* **RECORD EXTRACTS**:
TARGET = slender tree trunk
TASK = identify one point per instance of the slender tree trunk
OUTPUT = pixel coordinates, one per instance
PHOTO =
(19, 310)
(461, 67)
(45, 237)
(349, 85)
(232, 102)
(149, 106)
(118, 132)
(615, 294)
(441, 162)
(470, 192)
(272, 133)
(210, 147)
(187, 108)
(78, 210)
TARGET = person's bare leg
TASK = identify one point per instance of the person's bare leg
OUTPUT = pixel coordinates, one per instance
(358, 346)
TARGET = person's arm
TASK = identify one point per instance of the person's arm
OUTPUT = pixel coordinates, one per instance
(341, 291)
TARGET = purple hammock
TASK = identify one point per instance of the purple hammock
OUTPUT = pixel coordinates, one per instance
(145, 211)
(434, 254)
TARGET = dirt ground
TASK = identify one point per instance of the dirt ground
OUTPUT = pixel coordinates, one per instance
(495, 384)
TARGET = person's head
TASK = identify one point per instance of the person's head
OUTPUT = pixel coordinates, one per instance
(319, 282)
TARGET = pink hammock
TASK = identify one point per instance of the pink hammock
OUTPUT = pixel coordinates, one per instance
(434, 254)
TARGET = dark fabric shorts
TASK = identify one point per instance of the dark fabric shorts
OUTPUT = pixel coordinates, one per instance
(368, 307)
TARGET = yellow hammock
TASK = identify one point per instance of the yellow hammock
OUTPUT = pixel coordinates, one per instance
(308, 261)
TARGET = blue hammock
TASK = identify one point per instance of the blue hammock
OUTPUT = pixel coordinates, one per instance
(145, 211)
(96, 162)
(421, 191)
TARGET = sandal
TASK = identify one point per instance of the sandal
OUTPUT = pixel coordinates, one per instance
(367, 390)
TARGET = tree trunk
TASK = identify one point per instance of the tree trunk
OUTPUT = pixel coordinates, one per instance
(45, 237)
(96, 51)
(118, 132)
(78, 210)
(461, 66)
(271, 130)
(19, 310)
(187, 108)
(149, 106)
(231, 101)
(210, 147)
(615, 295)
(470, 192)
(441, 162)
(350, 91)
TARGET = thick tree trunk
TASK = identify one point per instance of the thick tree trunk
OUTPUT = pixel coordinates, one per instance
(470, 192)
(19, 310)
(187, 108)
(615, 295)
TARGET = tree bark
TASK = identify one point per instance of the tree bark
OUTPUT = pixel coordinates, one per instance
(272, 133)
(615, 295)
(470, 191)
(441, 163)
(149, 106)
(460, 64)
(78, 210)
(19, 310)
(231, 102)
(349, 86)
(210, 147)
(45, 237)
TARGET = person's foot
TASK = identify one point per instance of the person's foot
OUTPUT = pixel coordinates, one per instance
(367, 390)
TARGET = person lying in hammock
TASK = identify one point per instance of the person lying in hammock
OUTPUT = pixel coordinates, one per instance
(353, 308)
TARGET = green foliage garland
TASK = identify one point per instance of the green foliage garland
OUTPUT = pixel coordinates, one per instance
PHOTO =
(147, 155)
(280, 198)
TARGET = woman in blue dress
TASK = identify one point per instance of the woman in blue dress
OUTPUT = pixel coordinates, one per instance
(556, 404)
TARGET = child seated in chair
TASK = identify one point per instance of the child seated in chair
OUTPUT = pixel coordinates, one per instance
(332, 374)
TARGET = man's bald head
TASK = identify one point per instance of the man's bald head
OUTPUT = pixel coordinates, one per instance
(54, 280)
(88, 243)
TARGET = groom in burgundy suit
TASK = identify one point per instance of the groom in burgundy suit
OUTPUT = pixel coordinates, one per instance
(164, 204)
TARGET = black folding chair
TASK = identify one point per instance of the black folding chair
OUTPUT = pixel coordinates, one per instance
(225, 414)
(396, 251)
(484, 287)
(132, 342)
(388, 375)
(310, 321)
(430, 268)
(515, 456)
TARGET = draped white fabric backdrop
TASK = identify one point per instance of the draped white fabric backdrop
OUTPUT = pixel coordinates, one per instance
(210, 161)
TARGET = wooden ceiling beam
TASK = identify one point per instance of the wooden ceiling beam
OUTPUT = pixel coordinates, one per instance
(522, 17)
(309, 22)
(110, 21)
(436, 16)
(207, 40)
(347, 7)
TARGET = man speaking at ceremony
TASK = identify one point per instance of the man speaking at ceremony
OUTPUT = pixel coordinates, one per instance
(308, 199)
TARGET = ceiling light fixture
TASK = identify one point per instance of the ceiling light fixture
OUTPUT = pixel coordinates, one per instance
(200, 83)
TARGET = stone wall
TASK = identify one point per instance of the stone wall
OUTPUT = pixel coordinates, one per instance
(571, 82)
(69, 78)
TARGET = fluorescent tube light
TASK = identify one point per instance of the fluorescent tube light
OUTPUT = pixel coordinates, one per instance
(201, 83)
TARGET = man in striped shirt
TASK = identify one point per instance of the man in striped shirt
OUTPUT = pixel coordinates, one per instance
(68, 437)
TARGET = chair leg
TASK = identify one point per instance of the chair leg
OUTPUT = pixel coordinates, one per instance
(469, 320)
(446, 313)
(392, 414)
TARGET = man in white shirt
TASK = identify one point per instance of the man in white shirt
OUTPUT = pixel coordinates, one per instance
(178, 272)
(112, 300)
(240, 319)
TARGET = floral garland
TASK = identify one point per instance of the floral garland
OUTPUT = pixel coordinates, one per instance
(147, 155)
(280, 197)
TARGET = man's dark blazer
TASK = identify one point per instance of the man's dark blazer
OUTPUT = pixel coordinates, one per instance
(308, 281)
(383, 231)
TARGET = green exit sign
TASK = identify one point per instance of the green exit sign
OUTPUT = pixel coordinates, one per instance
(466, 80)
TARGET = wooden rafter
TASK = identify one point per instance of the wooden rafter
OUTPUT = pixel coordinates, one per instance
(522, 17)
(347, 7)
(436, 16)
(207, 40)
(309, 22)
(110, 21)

* **WORK TO COMPLETE**: Take the entries above and transcribe them exactly.

* **RESULT**:
TARGET = slender tree trunk
TASK = identify one point per instance of the slender tree trunk
OUTPUT = pixel coordinates, one per instance
PHOTO =
(19, 310)
(461, 67)
(45, 237)
(349, 85)
(232, 102)
(149, 106)
(118, 132)
(615, 294)
(441, 162)
(470, 192)
(272, 133)
(210, 147)
(187, 108)
(78, 210)
TARGET = person's bare leg
TASK = identify one point per instance of the person's bare leg
OUTPUT = pixel coordinates, one per instance
(358, 346)
TARGET = person's arm
TASK = identify one point per instance of the person's arm
OUTPUT = pixel coordinates, one per instance
(341, 291)
TARGET = purple hammock
TASK = identify one point per instance of the purple hammock
OUTPUT = pixel coordinates, one per instance
(145, 211)
(434, 254)
TARGET = dirt ground
TASK = identify one point per instance of the dirt ground
OUTPUT = pixel coordinates, one per instance
(495, 384)
TARGET = person's head
TASK = identify one point per instance of the person's head
OUTPUT = pixel coordinates, one per instance
(319, 282)
TARGET = pink hammock
TASK = identify one point per instance of the pink hammock
OUTPUT = pixel coordinates, one per instance
(434, 254)
TARGET = dark fabric shorts
TASK = identify one point per instance of the dark fabric shorts
OUTPUT = pixel coordinates, one per instance
(368, 307)
TARGET = yellow hammock
TASK = identify one point per instance of the yellow hammock
OUTPUT = pixel coordinates, one per instance
(308, 261)
TARGET = blue hammock
TASK = identify one point per instance of the blue hammock
OUTPUT = pixel coordinates, one per instance
(145, 211)
(96, 162)
(421, 191)
TARGET = sandal
TASK = identify one point per instance of the sandal
OUTPUT = pixel coordinates, one per instance
(367, 390)
TARGET = tree trunk
TASK = identify one point per instance of the tree trunk
OUTPUT = pixel coordinates, one per instance
(45, 237)
(96, 51)
(118, 132)
(78, 210)
(461, 66)
(271, 130)
(19, 310)
(187, 108)
(149, 106)
(231, 101)
(210, 147)
(615, 295)
(470, 192)
(441, 162)
(350, 91)
TARGET = thick tree trunk
TASK = identify one point per instance of the thick tree trunk
OUTPUT = pixel coordinates, one per instance
(470, 192)
(19, 310)
(187, 108)
(615, 295)
TARGET = tree bark
TASK = identify one point per instance of the tree bark
OUTPUT = pixel coordinates, one per instance
(272, 133)
(615, 295)
(470, 191)
(441, 163)
(149, 106)
(460, 64)
(78, 210)
(19, 310)
(231, 102)
(349, 86)
(210, 147)
(45, 237)
TARGET = person's foot
TASK = identify one point per instance of the person's foot
OUTPUT = pixel coordinates, one per instance
(367, 390)
TARGET = person lying in hammock
TASK = identify one point per instance of the person lying in hammock
OUTPUT = pixel coordinates, one per instance
(353, 308)
TARGET = green foliage garland
TASK = identify one point per instance of the green foliage garland
OUTPUT = pixel coordinates, one per instance
PHOTO =
(147, 155)
(280, 198)
TARGET = woman in blue dress
TASK = identify one point per instance of the woman in blue dress
OUTPUT = pixel coordinates, one per instance
(556, 404)
TARGET = child seated in chair
TASK = identify one point per instance of the child seated in chair
OUTPUT = pixel coordinates, one per instance
(332, 374)
TARGET = man's bald head
TASK = identify one point per instance of the man's bald head
OUTPUT = pixel coordinates, one per instance
(54, 280)
(88, 243)
TARGET = groom in burgundy suit
TASK = identify one point per instance of the groom in burgundy suit
OUTPUT = pixel coordinates, one per instance
(164, 204)
TARGET = black folding chair
TASK = identify one point per instance of the black folding chair
OUTPUT = pixel coordinates, one per instance
(225, 414)
(396, 251)
(484, 287)
(132, 342)
(388, 375)
(310, 321)
(430, 268)
(515, 456)
TARGET = draped white fabric backdrop
TASK = identify one point per instance of the draped white fabric backdrop
OUTPUT = pixel coordinates, one per instance
(210, 161)
TARGET = wooden ceiling beam
TASK = identify one point per instance of the wooden ceiling beam
OUTPUT = pixel coordinates, one per instance
(522, 17)
(309, 22)
(110, 21)
(436, 16)
(207, 40)
(347, 7)
TARGET = man speaking at ceremony
TASK = identify one point per instance of the man speaking at ceremony
OUTPUT = pixel coordinates, one per instance
(308, 199)
TARGET = ceiling light fixture
TASK = identify one point per instance of the ceiling light fixture
OUTPUT = pixel coordinates, one per instance
(200, 83)
TARGET = stone wall
TASK = identify one point per instance of the stone wall
OUTPUT = pixel coordinates, one per instance
(571, 82)
(69, 78)
TARGET = fluorescent tube light
TASK = identify one point per instance of the fluorescent tube light
OUTPUT = pixel coordinates, one per instance
(201, 83)
TARGET = man in striped shirt
TASK = identify one point per instance of the man in striped shirt
OUTPUT = pixel coordinates, one per instance
(68, 437)
TARGET = chair leg
TASK = identify one point per instance of the chair leg
OUTPUT = pixel coordinates, one per instance
(469, 320)
(446, 313)
(392, 414)
TARGET = man in white shirt
TASK = identify one point per instance of the man in white shirt
OUTPUT = pixel coordinates, one per instance
(178, 272)
(112, 300)
(240, 319)
TARGET = floral garland
TASK = identify one point per instance of the floral garland
OUTPUT = pixel coordinates, one per instance
(147, 155)
(280, 197)
TARGET = man's dark blazer
TASK = identify one point per instance of the man's dark blazer
OUTPUT = pixel coordinates, one per instance
(308, 281)
(383, 231)
TARGET = green exit sign
TASK = identify one point per instance of the green exit sign
OUTPUT = pixel coordinates, one per instance
(466, 80)
TARGET = wooden rafter
TASK = identify one point per instance of the wooden rafter
OUTPUT = pixel coordinates, one per instance
(522, 17)
(347, 7)
(436, 16)
(207, 40)
(309, 22)
(110, 21)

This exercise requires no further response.